What you need to produce from the material below is an exact transcription of the lines from the one with "# put a marker on every instance of the dense" through the one with "# put a marker on every instance of the pine", both included, and no other line.

_LISTED ENTRIES:_
--------------------------------------------------

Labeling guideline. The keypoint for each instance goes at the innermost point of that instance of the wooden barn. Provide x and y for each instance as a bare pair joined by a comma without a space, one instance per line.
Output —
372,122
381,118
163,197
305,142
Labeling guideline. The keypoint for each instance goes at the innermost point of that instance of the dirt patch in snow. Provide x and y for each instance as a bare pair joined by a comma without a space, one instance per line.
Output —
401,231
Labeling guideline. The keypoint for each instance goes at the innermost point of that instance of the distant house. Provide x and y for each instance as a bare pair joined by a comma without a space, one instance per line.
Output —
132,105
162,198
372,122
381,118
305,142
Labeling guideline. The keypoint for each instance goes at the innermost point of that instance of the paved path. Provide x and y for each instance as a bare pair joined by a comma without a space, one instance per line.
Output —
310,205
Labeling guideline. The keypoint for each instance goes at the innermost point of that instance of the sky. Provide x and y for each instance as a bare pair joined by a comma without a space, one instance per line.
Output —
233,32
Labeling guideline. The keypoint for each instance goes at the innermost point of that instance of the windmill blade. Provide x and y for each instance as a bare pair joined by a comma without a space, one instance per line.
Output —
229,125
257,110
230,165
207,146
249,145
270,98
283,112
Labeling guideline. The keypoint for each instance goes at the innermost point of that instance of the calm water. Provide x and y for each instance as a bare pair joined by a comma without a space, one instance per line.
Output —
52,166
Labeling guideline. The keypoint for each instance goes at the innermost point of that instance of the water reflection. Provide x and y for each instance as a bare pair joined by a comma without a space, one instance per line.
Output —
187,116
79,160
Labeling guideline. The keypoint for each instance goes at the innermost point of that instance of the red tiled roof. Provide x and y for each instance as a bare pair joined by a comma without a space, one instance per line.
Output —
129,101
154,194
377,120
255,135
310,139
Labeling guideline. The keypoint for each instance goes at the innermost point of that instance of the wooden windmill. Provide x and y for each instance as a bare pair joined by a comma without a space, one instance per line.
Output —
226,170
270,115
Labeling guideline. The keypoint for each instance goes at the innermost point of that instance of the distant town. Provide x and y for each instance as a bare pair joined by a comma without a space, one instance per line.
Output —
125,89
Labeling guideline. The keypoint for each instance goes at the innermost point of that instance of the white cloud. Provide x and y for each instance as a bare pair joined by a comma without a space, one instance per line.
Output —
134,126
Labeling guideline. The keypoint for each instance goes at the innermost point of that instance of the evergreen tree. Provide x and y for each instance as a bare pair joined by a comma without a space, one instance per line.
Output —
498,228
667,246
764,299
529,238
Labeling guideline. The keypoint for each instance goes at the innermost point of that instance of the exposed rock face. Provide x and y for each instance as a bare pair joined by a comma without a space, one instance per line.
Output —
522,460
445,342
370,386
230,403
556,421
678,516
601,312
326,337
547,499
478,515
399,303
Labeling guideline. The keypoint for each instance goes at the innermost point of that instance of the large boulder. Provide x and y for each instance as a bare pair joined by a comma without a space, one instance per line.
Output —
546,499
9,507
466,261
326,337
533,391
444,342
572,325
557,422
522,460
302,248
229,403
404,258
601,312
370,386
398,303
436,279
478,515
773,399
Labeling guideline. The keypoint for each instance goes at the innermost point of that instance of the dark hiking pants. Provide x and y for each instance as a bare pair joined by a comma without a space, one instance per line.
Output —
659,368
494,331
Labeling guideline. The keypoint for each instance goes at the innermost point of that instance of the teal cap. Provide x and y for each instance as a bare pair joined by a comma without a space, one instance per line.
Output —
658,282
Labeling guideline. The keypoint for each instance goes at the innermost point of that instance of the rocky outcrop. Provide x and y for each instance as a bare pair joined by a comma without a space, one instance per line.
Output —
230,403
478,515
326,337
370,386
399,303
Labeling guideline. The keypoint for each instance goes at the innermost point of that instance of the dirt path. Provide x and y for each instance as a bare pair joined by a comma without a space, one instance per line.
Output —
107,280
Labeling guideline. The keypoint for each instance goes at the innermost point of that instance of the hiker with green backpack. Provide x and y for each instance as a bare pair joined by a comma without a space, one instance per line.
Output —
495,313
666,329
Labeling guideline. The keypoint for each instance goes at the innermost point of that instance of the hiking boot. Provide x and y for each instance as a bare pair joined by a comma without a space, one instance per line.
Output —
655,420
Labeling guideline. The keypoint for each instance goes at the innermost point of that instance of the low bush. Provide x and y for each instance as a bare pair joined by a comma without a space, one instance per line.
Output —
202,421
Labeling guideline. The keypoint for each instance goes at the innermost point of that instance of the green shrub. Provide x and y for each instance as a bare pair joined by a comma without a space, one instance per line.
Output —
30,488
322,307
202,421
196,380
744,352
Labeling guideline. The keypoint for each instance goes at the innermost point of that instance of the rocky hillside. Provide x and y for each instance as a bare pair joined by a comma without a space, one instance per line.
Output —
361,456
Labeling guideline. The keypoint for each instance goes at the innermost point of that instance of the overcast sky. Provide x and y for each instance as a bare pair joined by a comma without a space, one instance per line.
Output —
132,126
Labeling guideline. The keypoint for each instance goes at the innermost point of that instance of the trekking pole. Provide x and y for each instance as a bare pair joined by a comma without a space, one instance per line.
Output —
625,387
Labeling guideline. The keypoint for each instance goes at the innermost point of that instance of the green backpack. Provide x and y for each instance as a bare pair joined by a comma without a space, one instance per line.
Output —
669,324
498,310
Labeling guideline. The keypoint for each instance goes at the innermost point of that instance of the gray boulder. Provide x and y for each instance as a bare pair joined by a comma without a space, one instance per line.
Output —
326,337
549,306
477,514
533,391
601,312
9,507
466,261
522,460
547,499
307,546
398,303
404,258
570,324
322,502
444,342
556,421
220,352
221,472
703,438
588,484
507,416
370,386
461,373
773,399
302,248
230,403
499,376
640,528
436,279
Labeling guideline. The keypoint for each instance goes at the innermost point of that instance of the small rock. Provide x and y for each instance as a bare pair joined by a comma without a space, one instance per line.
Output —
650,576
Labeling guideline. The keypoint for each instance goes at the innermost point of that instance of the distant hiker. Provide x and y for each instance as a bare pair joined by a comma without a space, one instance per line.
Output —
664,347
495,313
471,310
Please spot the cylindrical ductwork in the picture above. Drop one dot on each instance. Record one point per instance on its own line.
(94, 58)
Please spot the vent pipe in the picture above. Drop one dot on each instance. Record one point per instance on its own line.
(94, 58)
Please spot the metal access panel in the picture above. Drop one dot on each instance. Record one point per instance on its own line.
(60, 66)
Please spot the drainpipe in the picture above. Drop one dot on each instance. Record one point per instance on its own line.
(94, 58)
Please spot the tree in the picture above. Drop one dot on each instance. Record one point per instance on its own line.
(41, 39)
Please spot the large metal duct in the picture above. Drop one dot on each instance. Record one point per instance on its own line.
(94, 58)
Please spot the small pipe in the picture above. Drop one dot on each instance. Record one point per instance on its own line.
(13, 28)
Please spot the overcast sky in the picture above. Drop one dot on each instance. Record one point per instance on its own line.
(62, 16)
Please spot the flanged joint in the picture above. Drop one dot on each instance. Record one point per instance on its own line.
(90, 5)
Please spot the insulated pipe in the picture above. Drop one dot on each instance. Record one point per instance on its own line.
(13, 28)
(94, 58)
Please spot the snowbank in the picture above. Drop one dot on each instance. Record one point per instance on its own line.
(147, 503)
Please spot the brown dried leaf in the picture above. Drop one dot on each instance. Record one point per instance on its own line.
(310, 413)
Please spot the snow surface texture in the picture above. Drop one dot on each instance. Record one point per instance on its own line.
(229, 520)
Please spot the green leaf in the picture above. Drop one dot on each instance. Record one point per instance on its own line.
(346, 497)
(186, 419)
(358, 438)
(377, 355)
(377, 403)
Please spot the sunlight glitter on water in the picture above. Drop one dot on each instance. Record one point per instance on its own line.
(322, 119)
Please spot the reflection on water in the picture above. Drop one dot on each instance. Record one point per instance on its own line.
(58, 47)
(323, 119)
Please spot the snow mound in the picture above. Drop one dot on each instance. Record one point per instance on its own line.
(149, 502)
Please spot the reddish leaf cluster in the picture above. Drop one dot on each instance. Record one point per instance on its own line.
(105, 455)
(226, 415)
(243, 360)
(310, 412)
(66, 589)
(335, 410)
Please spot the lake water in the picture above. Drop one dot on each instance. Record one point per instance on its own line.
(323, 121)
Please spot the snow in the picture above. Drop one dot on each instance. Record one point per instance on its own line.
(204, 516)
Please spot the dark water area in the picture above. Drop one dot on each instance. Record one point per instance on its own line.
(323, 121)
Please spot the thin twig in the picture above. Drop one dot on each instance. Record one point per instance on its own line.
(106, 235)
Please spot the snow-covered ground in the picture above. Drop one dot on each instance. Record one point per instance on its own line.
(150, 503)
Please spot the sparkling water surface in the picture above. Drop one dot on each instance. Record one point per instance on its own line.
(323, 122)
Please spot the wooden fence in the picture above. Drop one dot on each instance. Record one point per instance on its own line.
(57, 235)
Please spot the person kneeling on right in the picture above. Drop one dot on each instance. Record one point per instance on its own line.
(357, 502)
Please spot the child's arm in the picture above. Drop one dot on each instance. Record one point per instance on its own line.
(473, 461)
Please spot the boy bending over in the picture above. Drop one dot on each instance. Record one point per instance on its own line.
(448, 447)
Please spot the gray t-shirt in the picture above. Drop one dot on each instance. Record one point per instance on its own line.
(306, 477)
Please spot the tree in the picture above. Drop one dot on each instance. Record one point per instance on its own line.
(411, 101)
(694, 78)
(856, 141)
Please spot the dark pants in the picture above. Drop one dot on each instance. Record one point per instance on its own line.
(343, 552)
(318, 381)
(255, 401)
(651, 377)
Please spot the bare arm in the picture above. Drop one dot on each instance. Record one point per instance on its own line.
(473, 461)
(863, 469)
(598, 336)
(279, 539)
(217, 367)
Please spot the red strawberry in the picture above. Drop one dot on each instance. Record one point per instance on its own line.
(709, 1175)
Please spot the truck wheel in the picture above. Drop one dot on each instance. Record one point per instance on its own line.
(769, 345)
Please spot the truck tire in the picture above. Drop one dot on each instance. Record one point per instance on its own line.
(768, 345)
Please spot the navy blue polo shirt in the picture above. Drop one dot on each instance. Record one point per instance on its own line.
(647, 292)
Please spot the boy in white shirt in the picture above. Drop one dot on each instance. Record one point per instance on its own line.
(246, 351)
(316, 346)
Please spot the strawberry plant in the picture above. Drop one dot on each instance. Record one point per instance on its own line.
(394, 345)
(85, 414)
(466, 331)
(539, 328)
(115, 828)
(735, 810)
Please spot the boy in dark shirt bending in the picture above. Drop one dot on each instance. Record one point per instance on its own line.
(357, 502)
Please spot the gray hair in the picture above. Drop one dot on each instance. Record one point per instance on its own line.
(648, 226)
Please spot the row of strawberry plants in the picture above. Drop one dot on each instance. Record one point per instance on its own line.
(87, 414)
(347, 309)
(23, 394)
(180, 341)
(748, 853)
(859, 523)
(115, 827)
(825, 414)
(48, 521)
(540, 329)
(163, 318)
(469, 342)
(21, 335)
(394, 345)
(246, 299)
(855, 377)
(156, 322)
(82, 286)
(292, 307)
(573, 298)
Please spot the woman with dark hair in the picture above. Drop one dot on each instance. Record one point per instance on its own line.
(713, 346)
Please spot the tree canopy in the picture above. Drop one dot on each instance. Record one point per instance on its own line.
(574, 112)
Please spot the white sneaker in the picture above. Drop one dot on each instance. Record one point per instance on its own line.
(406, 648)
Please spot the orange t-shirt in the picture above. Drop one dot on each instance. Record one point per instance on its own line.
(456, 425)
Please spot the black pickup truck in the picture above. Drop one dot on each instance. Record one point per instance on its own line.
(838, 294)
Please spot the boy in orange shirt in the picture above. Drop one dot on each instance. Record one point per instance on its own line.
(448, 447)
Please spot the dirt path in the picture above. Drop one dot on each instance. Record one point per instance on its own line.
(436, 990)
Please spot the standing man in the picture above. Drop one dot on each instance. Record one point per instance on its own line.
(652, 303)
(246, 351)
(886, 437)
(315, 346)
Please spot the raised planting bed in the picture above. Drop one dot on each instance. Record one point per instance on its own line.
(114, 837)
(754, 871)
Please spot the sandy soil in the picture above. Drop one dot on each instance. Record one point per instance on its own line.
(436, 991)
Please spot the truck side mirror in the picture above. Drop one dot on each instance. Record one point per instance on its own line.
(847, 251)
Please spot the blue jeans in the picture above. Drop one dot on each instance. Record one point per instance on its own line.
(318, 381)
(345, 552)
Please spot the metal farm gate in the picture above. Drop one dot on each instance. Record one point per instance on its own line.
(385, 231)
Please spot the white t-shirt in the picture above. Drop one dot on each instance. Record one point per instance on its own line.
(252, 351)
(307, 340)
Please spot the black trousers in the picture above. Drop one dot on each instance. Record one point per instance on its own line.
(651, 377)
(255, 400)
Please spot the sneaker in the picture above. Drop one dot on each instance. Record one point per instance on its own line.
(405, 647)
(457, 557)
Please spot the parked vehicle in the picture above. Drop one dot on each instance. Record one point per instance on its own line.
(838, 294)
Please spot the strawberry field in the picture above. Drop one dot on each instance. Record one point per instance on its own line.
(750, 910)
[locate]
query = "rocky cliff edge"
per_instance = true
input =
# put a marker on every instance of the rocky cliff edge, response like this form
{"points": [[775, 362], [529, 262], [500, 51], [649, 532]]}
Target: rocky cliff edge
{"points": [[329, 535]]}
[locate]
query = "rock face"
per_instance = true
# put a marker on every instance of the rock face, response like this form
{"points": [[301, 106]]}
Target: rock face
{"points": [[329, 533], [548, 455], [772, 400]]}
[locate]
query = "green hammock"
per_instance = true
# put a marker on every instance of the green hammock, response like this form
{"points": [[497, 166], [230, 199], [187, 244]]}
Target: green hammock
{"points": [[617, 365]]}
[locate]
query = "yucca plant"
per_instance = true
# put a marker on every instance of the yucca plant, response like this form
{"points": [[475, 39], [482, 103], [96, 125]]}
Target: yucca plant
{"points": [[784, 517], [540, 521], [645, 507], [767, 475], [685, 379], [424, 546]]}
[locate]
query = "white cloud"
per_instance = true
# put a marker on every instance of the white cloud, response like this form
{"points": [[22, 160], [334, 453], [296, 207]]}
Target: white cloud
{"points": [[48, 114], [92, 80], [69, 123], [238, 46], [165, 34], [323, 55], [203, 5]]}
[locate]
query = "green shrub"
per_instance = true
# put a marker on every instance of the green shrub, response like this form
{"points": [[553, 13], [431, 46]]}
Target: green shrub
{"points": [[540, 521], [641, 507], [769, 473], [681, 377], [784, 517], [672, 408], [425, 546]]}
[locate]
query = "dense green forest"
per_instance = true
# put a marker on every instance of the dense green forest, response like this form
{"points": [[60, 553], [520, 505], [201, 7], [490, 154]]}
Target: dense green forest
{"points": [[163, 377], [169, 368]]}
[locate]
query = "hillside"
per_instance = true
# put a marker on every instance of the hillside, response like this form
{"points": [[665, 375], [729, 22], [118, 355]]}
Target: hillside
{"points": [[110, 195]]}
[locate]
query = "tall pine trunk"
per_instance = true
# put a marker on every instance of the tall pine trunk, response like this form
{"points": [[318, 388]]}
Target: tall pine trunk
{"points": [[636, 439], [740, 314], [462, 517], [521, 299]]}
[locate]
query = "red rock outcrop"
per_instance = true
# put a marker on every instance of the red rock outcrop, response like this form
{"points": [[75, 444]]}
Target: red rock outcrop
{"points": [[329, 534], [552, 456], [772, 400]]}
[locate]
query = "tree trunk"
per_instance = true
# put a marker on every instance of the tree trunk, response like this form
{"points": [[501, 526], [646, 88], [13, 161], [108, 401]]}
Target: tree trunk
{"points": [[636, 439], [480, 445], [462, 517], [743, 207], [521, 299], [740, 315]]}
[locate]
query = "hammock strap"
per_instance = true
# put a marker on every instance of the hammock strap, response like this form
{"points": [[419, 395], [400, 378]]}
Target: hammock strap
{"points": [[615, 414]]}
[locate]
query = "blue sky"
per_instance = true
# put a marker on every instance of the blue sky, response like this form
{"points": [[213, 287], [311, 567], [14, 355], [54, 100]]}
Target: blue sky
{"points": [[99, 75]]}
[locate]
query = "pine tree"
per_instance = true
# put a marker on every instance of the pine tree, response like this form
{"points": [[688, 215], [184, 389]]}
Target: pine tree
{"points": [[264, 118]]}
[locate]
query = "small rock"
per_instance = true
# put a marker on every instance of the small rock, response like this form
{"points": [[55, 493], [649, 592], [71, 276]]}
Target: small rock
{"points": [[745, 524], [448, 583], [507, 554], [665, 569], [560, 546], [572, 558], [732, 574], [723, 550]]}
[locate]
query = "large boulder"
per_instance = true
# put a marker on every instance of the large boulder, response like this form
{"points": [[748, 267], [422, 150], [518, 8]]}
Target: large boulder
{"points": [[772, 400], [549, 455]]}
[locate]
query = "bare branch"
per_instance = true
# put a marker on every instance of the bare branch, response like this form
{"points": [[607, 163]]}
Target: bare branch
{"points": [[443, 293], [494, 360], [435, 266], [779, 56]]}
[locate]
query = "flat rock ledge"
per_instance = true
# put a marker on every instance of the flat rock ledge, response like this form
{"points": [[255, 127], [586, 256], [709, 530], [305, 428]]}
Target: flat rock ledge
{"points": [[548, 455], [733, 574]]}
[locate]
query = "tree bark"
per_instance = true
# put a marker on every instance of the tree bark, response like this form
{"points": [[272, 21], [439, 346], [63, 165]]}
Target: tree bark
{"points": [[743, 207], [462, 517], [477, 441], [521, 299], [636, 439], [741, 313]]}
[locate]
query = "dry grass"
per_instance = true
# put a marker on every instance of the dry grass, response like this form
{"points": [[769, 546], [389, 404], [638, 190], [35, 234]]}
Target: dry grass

--------------------------------------------------

_EXERCISE SOLUTION:_
# put a marker on every instance of the dense green forest, response like this form
{"points": [[60, 553], [520, 505], [201, 7], [490, 154]]}
Target: dense green forest
{"points": [[163, 377], [169, 368]]}
[locate]
query = "hillside"
per_instance = true
# put a marker on every instance of the hillside, response like this form
{"points": [[665, 375], [729, 22], [118, 355]]}
Target: hillside
{"points": [[110, 195]]}
[locate]
query = "tall pine trunk"
per_instance = true
# put a marker on every instance of the tall pine trunk, response like this form
{"points": [[318, 388]]}
Target: tall pine trunk
{"points": [[636, 439], [740, 314], [462, 517], [521, 299]]}
[locate]
query = "red rock outcrop"
per_instance = true
# put a marker on every instance of the red rock outcrop, response like this form
{"points": [[75, 444]]}
Target: red rock outcrop
{"points": [[329, 534], [552, 456], [772, 400]]}
[locate]
query = "tree trunk"
per_instance = true
# put a marker on every instance of the tree trunk, response like this form
{"points": [[501, 526], [646, 88], [13, 161], [108, 401]]}
Target: tree trunk
{"points": [[636, 439], [480, 445], [462, 517], [743, 207], [521, 299], [740, 315]]}
[locate]
query = "hammock strap"
per_instance = true
# put a marker on every instance of the hammock strap, response like this form
{"points": [[419, 395], [400, 378]]}
Target: hammock strap
{"points": [[615, 414]]}
[locate]
query = "blue sky"
per_instance = true
# put a marker on every instance of the blue sky, response like this form
{"points": [[213, 287], [311, 567], [14, 355], [54, 100]]}
Target: blue sky
{"points": [[99, 75]]}
[locate]
query = "pine tree"
per_instance = true
# put a marker on every instance of the pine tree, response like this form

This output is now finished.